● **Tugas 1**:
Dalam tulisan tentang kegaduhan bangsa, negara apa yang disebut sebagai contoh kehancuran yang tidak ingin dialami?
● **Tugas 2**:
Tuliskan ulang tanpa perubahan bagian tulisan tentang kegaduhan bangsa dari "Manusia terjerat diantara" sampai "acuhkan begitu saja.".

● **Kutipan**:
★ ★ ★
Abdi Mulia Lubis
4 min readJun 10, 2017

Move On dari Kegaduhan Bangsa

Kita sudah mulai lupa dan sering mengintimidasi ideologi se­seorang dengan perang status dan komentar pedas hingga rela menyebarkan berita hoax hanya untuk menunjukkan bahwa tokoh junjunganku tak pernah salah. Apa yang sebenarnya ter­jadi, siapa yang mampu menyesatkan persatuan dan kesatuan bang­sa kita sehingga menimbulkan keretakan kultur Budi pekerti, tak ada lagi yang namanya toleransi saling berbagi. Dimana-mana bahas agama, PKI, pribumi, FPI, asing dan lain­nya, sehingga tak ada manfaatnya dan malah merugikan diri sendiri juga mencoreng nama baik Indonesia dimata dunia. Dimanakah letak kesalahan itu sehingga berbulan-bulan dan bertahun-tahun habis energi kita yang saling meng­ejek dan mencaci maki hanya untuk memamerkan sebuah prin­sip bahwa aku paling benar di dunia ini. Apakah sudah tak ter­pikirkan lagi dihadapan kita semua sudah berapa jauh kita tertinggal dengan negara lain. Mampukah negara ini maju, jika bangsanya sibuk saling tikai lempar status dan komen kebencian?

Manusia terjerat diantara keharusan mencari nafkah kehidu­pan dunia dan mencukupi bekal pahala untuk akhirat. Ada yang berjuang demi sesuap nasi dan ada yang berjuang ingin masuk surga. Dua kubu tersebut bisa disimpulkan kubu dunia dan kubu akhirat. Kita terjerat pada dua hal ter­sebut dan tiada mampu mengkontrol ideologi agar seimbang. Disatu sisi kehidu­pan dunia tidak bisa kita lepaskan dan disatu sisi lagi kehidu­pan akhirat tidak bisa kita acuhkan begitu saja.

Kadang­kala kita akan berpikir tentang salah dan benarnya suatu prinsip namun hadirnya keberagaman tidak mesti memecah belah persatuan kita dalam bernegara. Merasa benar boleh namun jangan mudah menya­lah­kan, seperti berfilsafat kehidu­pan ini me­mang membutuhkan beragam pertimbangan dan per­tanyaan agar kita tidak saling mudah sombong dalam kebaikan dan tidak mudah putus asa dikala hidup terjatuh. Seperti yang dikatakan Socrates, bahwa aku tahu bahwa aku tidak tahu apa-apa.

Semua terjadi dan memiliki jalannya masing-masing, men­jadi berbeda adalah pilihan, namun tetap bersama menjunjung toleransi adalah kewajiban bagi Nusa dan bangsa. Kita tak ingin hancur seperti Suriah, kita tak ingin terjadi perang kon­flik yang berkepanjangan. Bila kita berkaca pada waktu dan melihat kebelakang, cukuplah kegaduhan itu terjadi dan ber­akhirlah segala intimidasi saling mengkafirkan. Ini ialah Indonesia negara dimana beragam suku dan budaya saling ber­gandengan, kita berbeda untuk sa­ling merangkul dan bukan saling menja­tuh­kan. Bila terjadi kesalahpahaman ber­suaralah dengan etika situasi. Jangan ada kebencian diantara perbedaan.
★ ★ ★
● **Data Tercatat**:

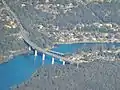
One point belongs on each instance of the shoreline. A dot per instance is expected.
(7, 58)
(75, 42)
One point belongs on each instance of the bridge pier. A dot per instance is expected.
(60, 59)
(53, 60)
(29, 48)
(63, 62)
(43, 57)
(35, 53)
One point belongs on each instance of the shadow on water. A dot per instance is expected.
(21, 67)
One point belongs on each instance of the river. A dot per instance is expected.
(21, 67)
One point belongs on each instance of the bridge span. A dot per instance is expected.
(25, 34)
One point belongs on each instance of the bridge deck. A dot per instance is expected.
(26, 39)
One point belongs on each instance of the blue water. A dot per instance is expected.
(21, 67)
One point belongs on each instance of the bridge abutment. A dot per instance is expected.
(29, 48)
(63, 62)
(43, 57)
(35, 53)
(53, 60)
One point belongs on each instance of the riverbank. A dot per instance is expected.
(84, 42)
(88, 76)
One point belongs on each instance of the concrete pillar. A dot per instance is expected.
(53, 59)
(43, 58)
(63, 62)
(60, 59)
(35, 52)
(29, 48)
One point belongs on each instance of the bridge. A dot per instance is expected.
(25, 34)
★ ★ ★
● **Jawaban yang Diharapkan 1**:
Suriah.

● **Jawaban yang Diharapkan 2**:
Manusia terjerat diantara keharusan mencari nafkah kehidu­pan dunia dan mencukupi bekal pahala untuk akhirat. Ada yang berjuang demi sesuap nasi dan ada yang berjuang ingin masuk surga. Dua kubu tersebut bisa disimpulkan kubu dunia dan kubu akhirat. Kita terjerat pada dua hal ter­sebut dan tiada mampu mengkontrol ideologi agar seimbang. Disatu sisi kehidu­pan dunia tidak bisa kita lepaskan dan disatu sisi lagi kehidu­pan akhirat tidak bisa kita acuhkan begitu saja.